**Given exercise**
Beginning with the line that holds "In the photo above, where can the pointed" and ending with the last line below, repeat each line exactly, leaving any pictures out.
────
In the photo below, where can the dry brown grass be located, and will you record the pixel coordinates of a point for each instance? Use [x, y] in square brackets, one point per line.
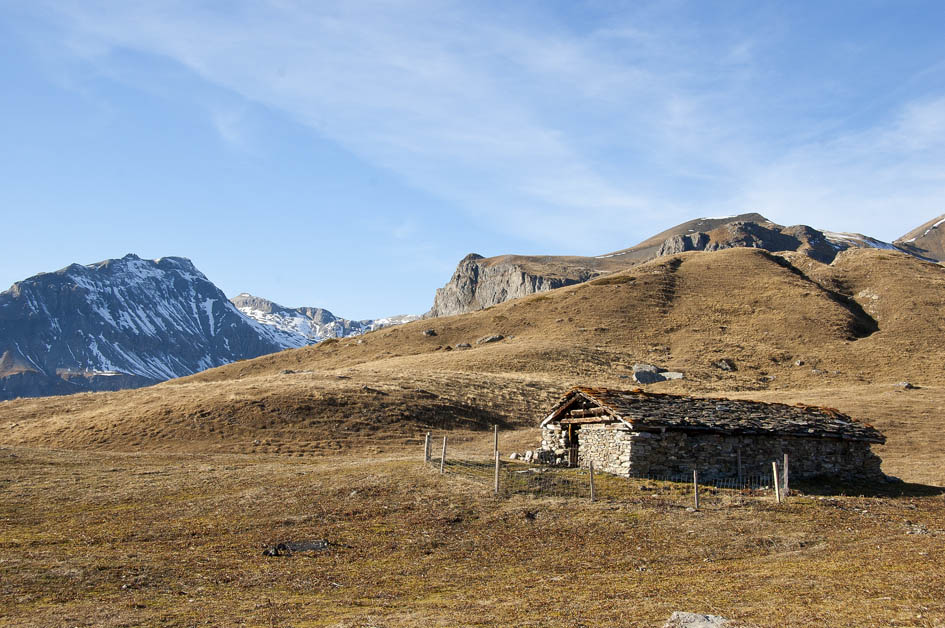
[105, 539]
[858, 326]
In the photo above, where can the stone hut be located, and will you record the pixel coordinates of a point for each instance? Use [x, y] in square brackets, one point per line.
[638, 433]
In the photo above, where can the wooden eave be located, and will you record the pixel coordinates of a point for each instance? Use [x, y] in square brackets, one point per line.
[610, 406]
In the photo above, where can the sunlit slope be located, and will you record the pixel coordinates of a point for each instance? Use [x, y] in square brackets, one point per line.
[862, 324]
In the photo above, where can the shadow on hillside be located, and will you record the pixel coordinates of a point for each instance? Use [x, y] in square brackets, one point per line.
[862, 325]
[457, 415]
[870, 489]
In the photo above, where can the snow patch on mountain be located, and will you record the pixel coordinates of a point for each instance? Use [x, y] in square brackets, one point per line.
[309, 325]
[148, 320]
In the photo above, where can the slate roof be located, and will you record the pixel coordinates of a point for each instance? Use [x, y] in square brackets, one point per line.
[646, 410]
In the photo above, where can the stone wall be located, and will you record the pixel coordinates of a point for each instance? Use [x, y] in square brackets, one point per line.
[614, 448]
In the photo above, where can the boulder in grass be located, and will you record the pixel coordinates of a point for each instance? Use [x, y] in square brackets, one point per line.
[680, 619]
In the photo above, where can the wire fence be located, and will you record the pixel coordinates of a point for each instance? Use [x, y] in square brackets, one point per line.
[513, 477]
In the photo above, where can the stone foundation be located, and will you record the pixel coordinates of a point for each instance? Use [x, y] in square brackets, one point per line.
[616, 449]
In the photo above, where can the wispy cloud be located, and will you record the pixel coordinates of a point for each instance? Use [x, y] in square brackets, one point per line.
[536, 125]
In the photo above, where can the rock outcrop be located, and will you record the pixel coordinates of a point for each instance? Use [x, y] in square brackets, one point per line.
[927, 240]
[479, 283]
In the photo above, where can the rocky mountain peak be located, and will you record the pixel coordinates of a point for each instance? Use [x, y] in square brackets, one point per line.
[120, 323]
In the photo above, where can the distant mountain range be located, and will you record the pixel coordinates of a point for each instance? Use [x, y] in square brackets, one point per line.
[480, 282]
[308, 325]
[130, 322]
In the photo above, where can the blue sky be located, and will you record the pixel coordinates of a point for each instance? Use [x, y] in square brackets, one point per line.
[347, 155]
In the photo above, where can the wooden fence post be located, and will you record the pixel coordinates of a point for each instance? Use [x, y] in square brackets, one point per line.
[784, 482]
[443, 456]
[738, 454]
[777, 488]
[695, 487]
[497, 465]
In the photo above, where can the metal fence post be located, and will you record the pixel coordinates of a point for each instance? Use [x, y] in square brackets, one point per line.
[497, 465]
[443, 456]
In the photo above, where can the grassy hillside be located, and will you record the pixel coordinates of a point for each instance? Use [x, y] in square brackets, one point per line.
[842, 334]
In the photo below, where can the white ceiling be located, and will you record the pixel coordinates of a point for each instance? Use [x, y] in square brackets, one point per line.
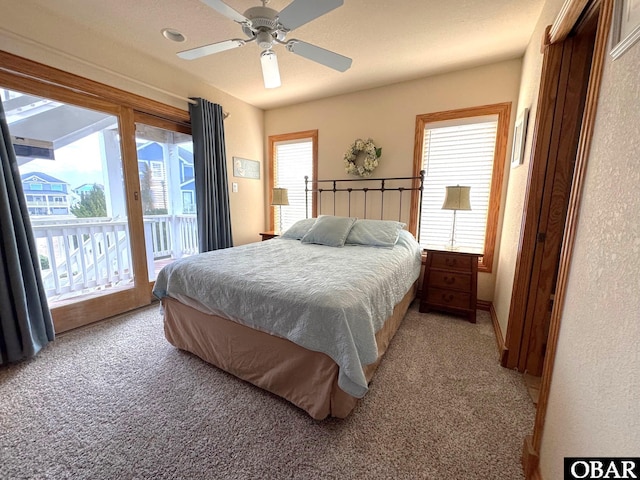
[389, 41]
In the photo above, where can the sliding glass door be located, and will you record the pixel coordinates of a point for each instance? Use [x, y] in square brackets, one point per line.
[165, 166]
[76, 190]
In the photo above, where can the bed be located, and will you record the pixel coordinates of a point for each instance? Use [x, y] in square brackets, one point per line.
[307, 316]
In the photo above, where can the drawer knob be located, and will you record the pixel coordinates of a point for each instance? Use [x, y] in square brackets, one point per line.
[447, 297]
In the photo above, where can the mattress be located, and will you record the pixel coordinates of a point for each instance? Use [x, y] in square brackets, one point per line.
[323, 299]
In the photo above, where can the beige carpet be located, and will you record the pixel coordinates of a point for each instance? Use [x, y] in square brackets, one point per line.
[115, 400]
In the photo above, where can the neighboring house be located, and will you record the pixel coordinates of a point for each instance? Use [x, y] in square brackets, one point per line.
[593, 405]
[46, 195]
[153, 168]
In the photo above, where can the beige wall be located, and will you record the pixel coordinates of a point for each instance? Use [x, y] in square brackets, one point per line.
[594, 404]
[388, 116]
[528, 98]
[30, 33]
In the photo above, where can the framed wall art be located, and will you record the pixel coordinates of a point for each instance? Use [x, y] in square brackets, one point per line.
[519, 139]
[244, 168]
[626, 26]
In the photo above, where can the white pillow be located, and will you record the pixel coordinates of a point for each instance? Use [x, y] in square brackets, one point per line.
[376, 233]
[329, 230]
[299, 229]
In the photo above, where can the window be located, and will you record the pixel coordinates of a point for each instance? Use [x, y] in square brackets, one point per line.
[292, 156]
[462, 147]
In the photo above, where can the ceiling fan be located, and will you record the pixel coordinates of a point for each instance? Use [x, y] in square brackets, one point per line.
[268, 27]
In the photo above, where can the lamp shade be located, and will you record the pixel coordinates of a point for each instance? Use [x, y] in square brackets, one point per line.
[457, 198]
[280, 196]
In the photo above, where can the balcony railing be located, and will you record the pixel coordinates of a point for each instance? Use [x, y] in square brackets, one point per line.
[85, 255]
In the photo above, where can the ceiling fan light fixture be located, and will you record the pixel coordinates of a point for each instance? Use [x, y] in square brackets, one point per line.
[173, 35]
[270, 71]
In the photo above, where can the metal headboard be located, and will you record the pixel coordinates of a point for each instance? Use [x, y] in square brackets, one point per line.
[379, 186]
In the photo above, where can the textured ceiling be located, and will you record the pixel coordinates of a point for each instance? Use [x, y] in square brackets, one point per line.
[389, 42]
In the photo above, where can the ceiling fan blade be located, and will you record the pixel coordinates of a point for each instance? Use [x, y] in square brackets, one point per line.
[205, 50]
[299, 12]
[270, 71]
[227, 11]
[320, 55]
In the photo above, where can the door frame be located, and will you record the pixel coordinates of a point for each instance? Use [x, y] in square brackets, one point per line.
[25, 75]
[571, 15]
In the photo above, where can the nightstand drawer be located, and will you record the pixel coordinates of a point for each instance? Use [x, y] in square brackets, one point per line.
[447, 261]
[450, 280]
[448, 298]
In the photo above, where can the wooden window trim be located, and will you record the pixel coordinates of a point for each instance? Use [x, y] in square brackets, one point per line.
[273, 139]
[503, 111]
[44, 74]
[20, 74]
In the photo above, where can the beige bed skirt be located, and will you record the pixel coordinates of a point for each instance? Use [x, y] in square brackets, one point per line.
[306, 378]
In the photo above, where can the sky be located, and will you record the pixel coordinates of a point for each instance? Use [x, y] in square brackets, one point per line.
[77, 163]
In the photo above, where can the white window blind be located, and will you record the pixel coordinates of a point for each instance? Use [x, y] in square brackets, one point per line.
[293, 160]
[459, 152]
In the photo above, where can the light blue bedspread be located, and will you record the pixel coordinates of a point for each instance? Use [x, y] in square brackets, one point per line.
[326, 299]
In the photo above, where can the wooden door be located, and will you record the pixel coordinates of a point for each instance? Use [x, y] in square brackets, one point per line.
[558, 126]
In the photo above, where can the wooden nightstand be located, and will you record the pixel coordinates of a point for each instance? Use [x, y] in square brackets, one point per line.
[450, 282]
[269, 235]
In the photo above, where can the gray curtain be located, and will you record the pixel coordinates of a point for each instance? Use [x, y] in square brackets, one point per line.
[25, 319]
[210, 172]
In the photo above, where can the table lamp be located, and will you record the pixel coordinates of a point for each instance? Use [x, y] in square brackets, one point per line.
[456, 198]
[279, 197]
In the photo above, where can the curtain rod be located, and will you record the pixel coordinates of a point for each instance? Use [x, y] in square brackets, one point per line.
[101, 68]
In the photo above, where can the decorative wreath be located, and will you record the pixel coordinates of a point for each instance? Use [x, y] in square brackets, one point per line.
[371, 156]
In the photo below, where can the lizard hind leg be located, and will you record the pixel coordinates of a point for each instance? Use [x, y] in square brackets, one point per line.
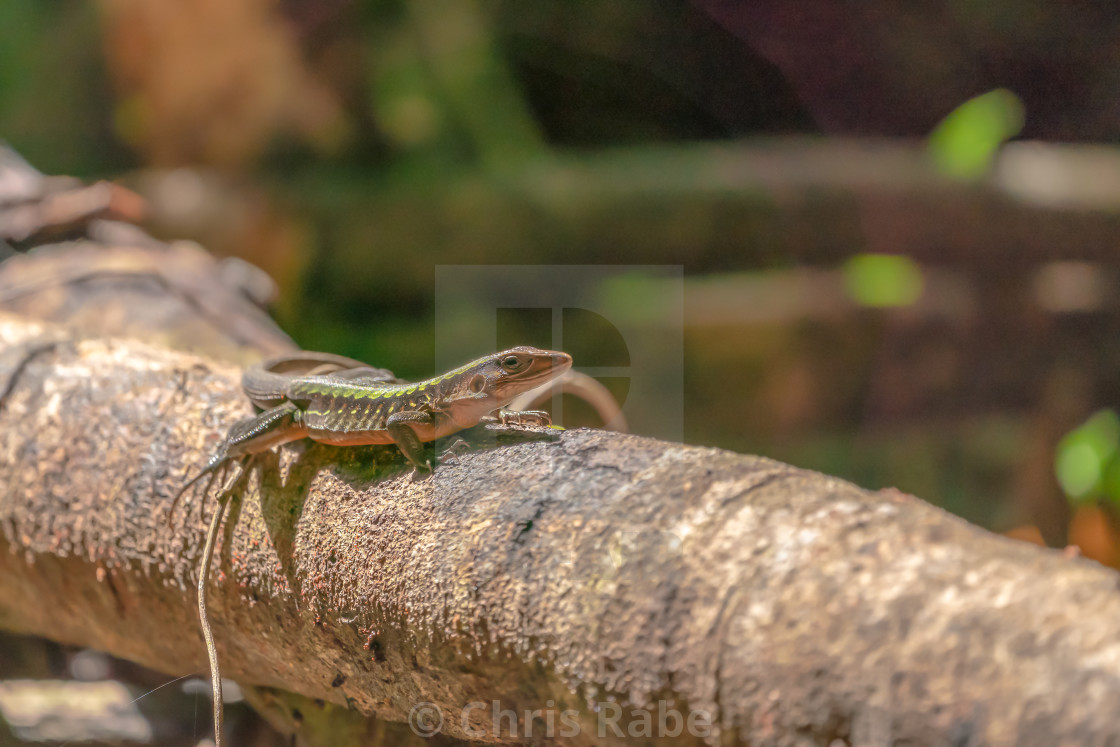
[241, 466]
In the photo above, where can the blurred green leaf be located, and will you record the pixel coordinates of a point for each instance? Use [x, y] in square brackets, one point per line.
[966, 141]
[883, 280]
[1086, 455]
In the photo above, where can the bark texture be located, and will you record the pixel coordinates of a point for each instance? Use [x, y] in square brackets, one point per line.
[597, 568]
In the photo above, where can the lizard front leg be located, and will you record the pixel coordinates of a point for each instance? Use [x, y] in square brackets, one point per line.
[520, 418]
[402, 428]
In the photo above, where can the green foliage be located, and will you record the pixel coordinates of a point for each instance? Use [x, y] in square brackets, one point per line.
[1088, 459]
[883, 280]
[964, 143]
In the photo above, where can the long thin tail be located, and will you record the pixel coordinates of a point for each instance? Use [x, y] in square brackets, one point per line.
[207, 634]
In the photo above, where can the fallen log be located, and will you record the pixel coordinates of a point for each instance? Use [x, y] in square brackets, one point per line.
[546, 585]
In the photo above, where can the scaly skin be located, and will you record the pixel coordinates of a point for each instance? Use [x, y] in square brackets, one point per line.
[344, 402]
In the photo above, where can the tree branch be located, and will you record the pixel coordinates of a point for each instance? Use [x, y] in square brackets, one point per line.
[597, 567]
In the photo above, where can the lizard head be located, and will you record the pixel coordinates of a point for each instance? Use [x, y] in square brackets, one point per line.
[495, 381]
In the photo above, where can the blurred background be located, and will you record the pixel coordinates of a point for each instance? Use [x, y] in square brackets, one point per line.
[898, 224]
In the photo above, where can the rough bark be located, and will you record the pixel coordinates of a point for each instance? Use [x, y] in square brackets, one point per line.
[549, 576]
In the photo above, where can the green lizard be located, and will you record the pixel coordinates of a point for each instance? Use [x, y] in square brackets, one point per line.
[345, 402]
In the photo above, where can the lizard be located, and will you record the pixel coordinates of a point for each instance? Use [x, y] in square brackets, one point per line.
[341, 401]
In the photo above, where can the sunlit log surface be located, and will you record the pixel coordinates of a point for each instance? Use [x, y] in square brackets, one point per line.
[548, 576]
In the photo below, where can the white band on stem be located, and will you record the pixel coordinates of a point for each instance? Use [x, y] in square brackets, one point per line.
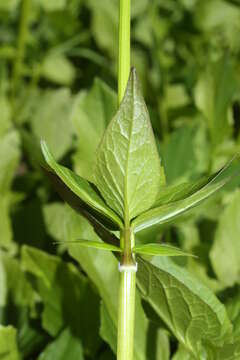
[130, 268]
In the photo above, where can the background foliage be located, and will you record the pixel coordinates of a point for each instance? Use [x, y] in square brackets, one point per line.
[58, 82]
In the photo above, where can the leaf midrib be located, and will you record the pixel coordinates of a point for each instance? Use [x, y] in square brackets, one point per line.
[126, 207]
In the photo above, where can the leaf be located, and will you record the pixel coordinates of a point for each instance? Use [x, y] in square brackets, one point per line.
[102, 269]
[81, 188]
[9, 155]
[66, 345]
[50, 120]
[190, 310]
[91, 114]
[93, 244]
[8, 343]
[127, 159]
[63, 289]
[162, 214]
[159, 250]
[225, 253]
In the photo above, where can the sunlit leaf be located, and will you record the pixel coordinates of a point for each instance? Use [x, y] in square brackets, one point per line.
[127, 159]
[81, 188]
[162, 214]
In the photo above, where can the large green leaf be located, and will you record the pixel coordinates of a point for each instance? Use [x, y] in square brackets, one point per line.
[191, 311]
[102, 269]
[92, 111]
[225, 253]
[81, 188]
[127, 160]
[65, 346]
[167, 212]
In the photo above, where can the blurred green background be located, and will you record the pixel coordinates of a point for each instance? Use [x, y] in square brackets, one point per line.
[58, 81]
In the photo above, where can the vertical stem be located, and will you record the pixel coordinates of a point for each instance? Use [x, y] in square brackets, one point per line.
[23, 30]
[126, 305]
[127, 267]
[126, 313]
[124, 46]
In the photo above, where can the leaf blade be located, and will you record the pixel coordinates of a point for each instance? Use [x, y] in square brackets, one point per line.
[168, 288]
[127, 157]
[170, 211]
[80, 187]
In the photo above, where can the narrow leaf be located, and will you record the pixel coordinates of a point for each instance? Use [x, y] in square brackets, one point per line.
[81, 188]
[190, 310]
[159, 250]
[127, 161]
[93, 244]
[162, 214]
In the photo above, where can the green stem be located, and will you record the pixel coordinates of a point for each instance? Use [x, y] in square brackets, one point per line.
[127, 267]
[20, 53]
[126, 313]
[124, 46]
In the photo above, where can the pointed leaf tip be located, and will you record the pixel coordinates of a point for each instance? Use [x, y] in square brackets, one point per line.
[127, 159]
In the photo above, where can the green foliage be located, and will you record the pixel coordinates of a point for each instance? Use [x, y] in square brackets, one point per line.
[127, 158]
[59, 300]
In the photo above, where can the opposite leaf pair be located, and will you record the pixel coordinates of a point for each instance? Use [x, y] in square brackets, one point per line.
[127, 192]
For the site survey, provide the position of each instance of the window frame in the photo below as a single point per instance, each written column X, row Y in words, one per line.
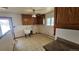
column 10, row 18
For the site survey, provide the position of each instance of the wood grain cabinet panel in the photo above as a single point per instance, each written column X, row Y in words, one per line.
column 67, row 17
────
**Final result**
In the photo above, where can the pointed leaf tip be located, and will you record the pixel coordinates of a point for each instance? Use [x, y] in square brackets, one point per line.
[127, 159]
In the photo above, where can the green foliage be located, and will you record the pixel coordinates of a point for each instance? Use [x, y] in square brackets, one point per line.
[127, 158]
[59, 300]
In the photo above, where can the opposite leaf pair be located, and will you record the pixel coordinates of a point for each instance? Use [x, y] in square brackets, one point per line.
[127, 192]
For the site survey, provide the position of each instance of the window frame in the photo below as a single point per instance, each written column X, row Y in words, one per line.
column 10, row 18
For the site survey, provide the position of each instance of the wood grain cabinet panel in the photo above as a single point per instance, each written column X, row Y in words, one per line.
column 67, row 17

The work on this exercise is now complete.